**Directive**
Copy out the listing below line for line, changing nothing.

+++ Extracted data +++

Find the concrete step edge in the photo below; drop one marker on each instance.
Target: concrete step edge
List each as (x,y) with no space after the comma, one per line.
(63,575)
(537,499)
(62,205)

+++

**Answer to the problem**
Find the concrete step edge in the photo below; drop one marker on each instance.
Target: concrete step edge
List each as (x,y) with no space after the comma, one per line.
(63,575)
(537,499)
(62,205)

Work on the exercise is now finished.